§ Exercise prompt:
Decide whether each statement below agrees with the Dutoit family account, answering yes or no and quoting the exact words of the account that settle it. (a) Pierre was born before Julia. (b) The narrator was checked into the Ronald McDonald House on the day the babies were born. (c) Paul stayed with the narrator and the babies every day for the three months.

### Passage shown ###

The Dutoit Family

“We are having babies today,” that’s what the doctor said. I was 25 weeks along. They wheeled me into surgery, two teams of twenty doctors and nurses were waiting. I tuned out everything and asked God and my mom up in heaven to take care of the babies and me. I felt so calm and embraced the moment of delivery.

The delivering doctor was so wonderful, when our little boy Pierre was born at 3 p.m. he took the time to show him to me. I was amazed at how big he was! He did the same with Julia who was born at 3:02 p.m. That was all I saw of the babies. When they wheeled me out of the room, one isolette was headed down the hallway to the NICU. People were telling us congratulations and we weren’t sure what to think. My husband kept saying it wasn’t supposed to happen this way.

We waited until 7:30 p.m. that night to finally hear that we could go down to see them. They were both on ventilators and had what felt like a million things hooked up to them. It was then we found out Pierre weighed 1 lb. 15.7 oz. and was 14 inches long and Julia weighed 2 lbs. 2 oz. and was 13.5 inches long. From that moment forward I didn’t want to leave the babies for a minute.

The doctors and nurses told us we would have to get use to living one day at a time with how premature the babies were. If the babies survived, they wouldn’t be coming home until close to their due date of April 15th, so the Stormont-Vail NICU medical team prepared us for a long journey. Being even an hour away in Emporia would have been unbearable. Just having to leave the hospital without your babies was hard enough.

Two days after the kids were born, my husband, sister and dad checked us into the Ronald McDonald House. They stocked up our cupboard with groceries and came to the hospital raving about the incredible housing there. I didn’t know what to expect and when I saw it for myself I felt God was watching over us once again. Although our lives had been turned upside down, from the moment I stepped into the Ronald McDonald House I felt everything was going to be okay.

After the first week my husband Paul had to return to work in Emporia, so he could only see the kids and me on the weekends. My husband’s family lives in another country and my family is over a thousand miles away, so for the next three months, the Ronald McDonald House was my home-away-from-home as well as my family.

### Data records ###

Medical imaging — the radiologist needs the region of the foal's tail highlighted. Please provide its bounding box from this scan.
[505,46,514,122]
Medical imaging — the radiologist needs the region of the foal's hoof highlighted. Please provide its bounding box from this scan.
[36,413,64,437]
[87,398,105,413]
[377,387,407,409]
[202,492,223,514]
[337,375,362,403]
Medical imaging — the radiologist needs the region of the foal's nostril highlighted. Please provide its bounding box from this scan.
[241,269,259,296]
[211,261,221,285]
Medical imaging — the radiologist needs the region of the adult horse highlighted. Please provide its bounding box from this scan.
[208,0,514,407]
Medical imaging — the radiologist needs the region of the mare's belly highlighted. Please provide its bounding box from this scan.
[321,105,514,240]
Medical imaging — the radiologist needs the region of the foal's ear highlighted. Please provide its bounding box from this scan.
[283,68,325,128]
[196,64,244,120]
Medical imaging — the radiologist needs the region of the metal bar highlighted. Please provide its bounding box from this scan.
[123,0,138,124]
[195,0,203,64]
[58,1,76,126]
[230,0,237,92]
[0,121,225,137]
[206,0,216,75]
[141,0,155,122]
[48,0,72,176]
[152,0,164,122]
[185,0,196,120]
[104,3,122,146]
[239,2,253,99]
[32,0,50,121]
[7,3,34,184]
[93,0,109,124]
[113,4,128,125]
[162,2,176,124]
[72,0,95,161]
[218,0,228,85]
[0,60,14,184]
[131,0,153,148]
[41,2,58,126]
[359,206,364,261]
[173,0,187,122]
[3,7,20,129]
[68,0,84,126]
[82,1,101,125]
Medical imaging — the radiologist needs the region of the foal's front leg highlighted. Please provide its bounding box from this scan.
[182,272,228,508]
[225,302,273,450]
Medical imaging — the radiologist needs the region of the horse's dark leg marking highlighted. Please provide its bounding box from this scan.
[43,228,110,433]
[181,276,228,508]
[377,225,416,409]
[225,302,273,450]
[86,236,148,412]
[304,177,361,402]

###

§ Solution for this problem:
(a) Yes: "our little boy Pierre was born at 3 p.m." and "Julia who was born at 3:02 p.m."
(b) No: "Two days after the kids were born, my husband, sister and dad checked us into the Ronald McDonald House."
(c) No: "After the first week my husband Paul had to return to work in Emporia, so he could only see the kids and me on the weekends."